| TO BE DONE |
**a)** Return the part of the sermon on Capernaum that runs from "And what he" up to and including "Divine is for?", copied word for word.
**b)** Resume the sermon on Capernaum, writing on from its final sentence.

| ARTICLE |
• • • •

Grace and peace from the Mystery in whom we live and move and have our being. There are no god-forsaken people.
He left Nazareth and made his home in Capernaum by the sea.”
Matthew 4:12-23
It is an innocuous sort of line. Not one I had ever noticed or paid much attention to, until my trip to Israel and Jordan three years ago.
What difference did it make where Jesus made his home? Who cares where one lives? It wasn’t written in red letters so why pay attention to it?
A home in gentile country
Except this. Capernaum is in Gentile country. Nowhere near Jewish territory. I want you to let that sink in. The one we think of as the fulfillment of Jewish law, and the Jewish sacrificial system, set up his home in Gentile country.
The one we so often believe can only be understood within a Jewish and subsequently Christian framework sets up his home base outside of Jewish territory, outside of Jewish rule, outside of Jewish structure.
If Jesus saw himself as only a Jewish messiah of a tribal deity, he certainly went about it in a strange way.
Understanding yourself as a Jewish messiah and then setting up your home base in Gentile country would be like setting your goal to be the best theater actor in the world, and then only doing community theater in Ajo, Arizona.
It doesn’t make any sense.
Critique of tribalism
There is a critique going on here. A critique of tribalism. It is a critique that any one group, any one system, can contain the whole of the Mystery.
Jesus may be Jewish, but his Abba – his daddy – is not. Just because I grew up exclusively Christian does not mean my heavenly father is. Just because I have always explained the divine Mystery in exclusively Christian terms doesn’t mean that is the only way to speak of God. And no belief system that I or you can create, can ever contain the whole of the Mystery.
Or as John Shelby Spong put it:
This Bible verse is a healthy reminder that none of our well-manicured theologies or institutional hierarchies can contain the Divine. And a little humility might go a long way in our description of the Mystery. For God has made God’s home amongst those whom we believe stand outside of God.
Jesus makes his home in the land of the Gentiles. Is there anything more telling than that?
Who is God for? The insider group or the outsider group? Who is the Divine for? Those who wish to define God or those who wish to follow God?
The religion of Jesus
My friend Paul Evenson likes to say, “We have made Christianity too much a religion ABOUT Jesus rather than the religion OF Jesus.”
And what he means by that is that we spend most of our time trying to define Jesus – his divinity, his humanity… what are the proper titles for him… who do we say that he is – as if who we say Jesus is makes him that.
But what we fail to do is spend our time looking and following Jesus’ beliefs about his Abba Father. What were Jesus’ beliefs about the Mystery and who the Divine is… who the Divine is for?
He made his home in Capernaum, land of the Gentiles.
Is there any more of a clearer statement on who Jesus thought the Mystery is for?
And it is his beliefs that eventually got him killed. Because the powers that be can’t exist without a ‘them,’ without a ‘those people’ to demonize and exclude. Leaders convince ‘us’ we need ‘them’ to protect us from ‘those people.’ Tribalism is our only protection.

• • • •

Picture annotation records:
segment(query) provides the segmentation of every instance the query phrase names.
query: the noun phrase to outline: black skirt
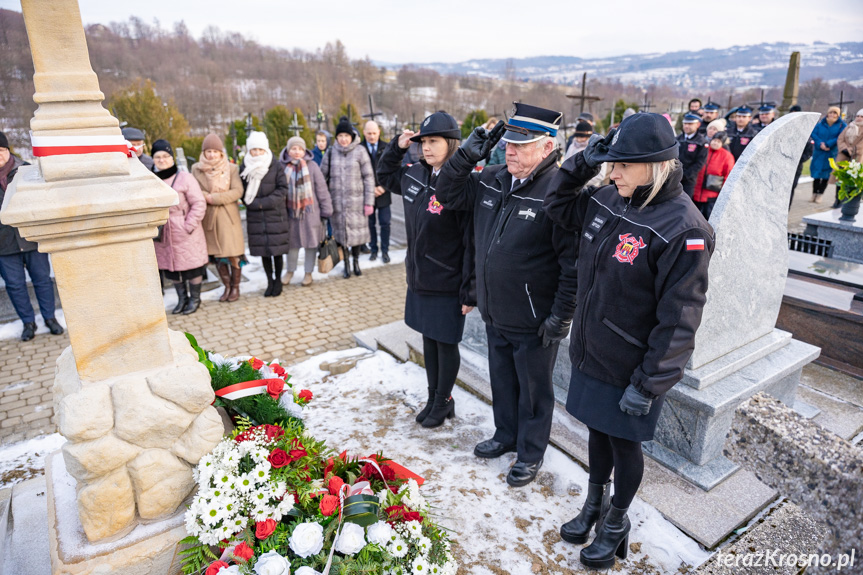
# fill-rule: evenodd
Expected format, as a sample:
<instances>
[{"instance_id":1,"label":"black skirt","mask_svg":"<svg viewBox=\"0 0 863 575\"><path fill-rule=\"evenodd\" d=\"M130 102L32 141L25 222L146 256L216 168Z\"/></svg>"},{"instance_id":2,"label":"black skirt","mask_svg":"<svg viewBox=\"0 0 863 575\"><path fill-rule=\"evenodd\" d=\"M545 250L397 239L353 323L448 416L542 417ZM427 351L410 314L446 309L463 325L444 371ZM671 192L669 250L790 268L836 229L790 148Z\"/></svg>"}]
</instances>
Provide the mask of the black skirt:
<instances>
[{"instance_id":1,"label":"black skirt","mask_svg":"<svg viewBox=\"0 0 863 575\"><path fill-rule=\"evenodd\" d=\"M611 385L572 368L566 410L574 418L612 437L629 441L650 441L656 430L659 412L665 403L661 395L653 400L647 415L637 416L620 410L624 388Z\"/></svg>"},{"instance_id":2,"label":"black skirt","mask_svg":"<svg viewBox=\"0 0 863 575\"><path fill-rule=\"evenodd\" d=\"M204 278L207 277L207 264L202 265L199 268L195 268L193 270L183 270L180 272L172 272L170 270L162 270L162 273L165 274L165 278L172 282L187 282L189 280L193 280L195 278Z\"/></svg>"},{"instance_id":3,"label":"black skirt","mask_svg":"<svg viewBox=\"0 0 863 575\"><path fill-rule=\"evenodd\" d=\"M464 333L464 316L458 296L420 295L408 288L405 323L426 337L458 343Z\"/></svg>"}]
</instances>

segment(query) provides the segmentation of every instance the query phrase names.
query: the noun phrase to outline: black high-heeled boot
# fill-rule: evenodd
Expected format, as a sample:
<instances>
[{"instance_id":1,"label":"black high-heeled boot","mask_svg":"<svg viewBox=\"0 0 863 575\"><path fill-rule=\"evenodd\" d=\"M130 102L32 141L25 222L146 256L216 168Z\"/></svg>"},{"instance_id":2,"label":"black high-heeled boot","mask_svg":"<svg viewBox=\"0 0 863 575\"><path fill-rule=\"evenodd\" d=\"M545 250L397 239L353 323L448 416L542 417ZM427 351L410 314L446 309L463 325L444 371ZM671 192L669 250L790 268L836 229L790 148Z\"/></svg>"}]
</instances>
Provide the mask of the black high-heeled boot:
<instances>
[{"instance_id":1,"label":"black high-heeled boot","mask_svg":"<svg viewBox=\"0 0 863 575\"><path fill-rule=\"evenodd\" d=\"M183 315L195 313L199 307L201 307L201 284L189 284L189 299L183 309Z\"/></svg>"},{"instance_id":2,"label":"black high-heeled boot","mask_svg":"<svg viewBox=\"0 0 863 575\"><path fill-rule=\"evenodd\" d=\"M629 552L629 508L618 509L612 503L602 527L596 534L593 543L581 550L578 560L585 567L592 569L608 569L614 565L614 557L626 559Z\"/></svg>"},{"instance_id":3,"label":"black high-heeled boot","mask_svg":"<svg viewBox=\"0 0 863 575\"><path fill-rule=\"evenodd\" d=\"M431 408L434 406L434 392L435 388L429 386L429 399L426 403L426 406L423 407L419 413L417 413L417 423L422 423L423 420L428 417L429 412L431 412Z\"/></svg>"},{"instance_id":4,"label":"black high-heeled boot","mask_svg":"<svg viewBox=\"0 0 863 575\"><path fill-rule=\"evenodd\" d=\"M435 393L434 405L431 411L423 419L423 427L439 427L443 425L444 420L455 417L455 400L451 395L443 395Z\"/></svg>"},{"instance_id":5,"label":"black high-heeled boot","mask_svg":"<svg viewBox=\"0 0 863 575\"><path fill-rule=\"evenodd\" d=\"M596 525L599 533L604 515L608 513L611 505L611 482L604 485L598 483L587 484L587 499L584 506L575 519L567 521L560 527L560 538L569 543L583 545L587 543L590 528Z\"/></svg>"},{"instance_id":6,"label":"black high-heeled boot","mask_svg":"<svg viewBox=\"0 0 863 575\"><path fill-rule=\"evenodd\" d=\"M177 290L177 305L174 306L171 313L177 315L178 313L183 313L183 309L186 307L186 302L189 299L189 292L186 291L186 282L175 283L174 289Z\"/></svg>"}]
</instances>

• • • •

| OUTPUTS BY TASK |
**a)**
And what he means by that is that we spend most of our time trying to define Jesus – his divinity, his humanity… what are the proper titles for him… who do we say that he is – as if who we say Jesus is makes him that.
But what we fail to do is spend our time looking and following Jesus’ beliefs about his Abba Father. What were Jesus’ beliefs about the Mystery and who the Divine is… who the Divine is for?

**b)**
But Jesus wasn’t content to have a tribal God. A divine Mystery for only a select few.
He sets up his home base in Gentile country and goes from city to city, and town to town. He preaches in synagogues, yes, but he also heals in towns and villages of all kinds of people. Family members of the Roman occupying force. A gentile man filled with demons. Women, children. None of these are a part of the ‘in’ crowd… none of these are the blessed of the blessed.
And yet here is Jesus, setting up his home base, making his home, in them.
A net for all people
Perhaps Jesus is serious when he calls his fishermen disciples to come and net ‘people.’ If they are ‘people,’ they are to be caught up in the net of God’s grace and mercy.
That’s it. That’s the criterion. At the beginning of the day, the net is cast out for all people. At the end of the day, all people are brought in.
It is such a different way of life. This ‘netting of people.’
When you and I talk about what we net, we refer to money, possessions, acquisitions. What’s your net ‘worth’? What’s your net ‘income’? What’s your net ‘value’?
Jesus asks the question, “What’s your net ‘people’?”
Excuse me … say what?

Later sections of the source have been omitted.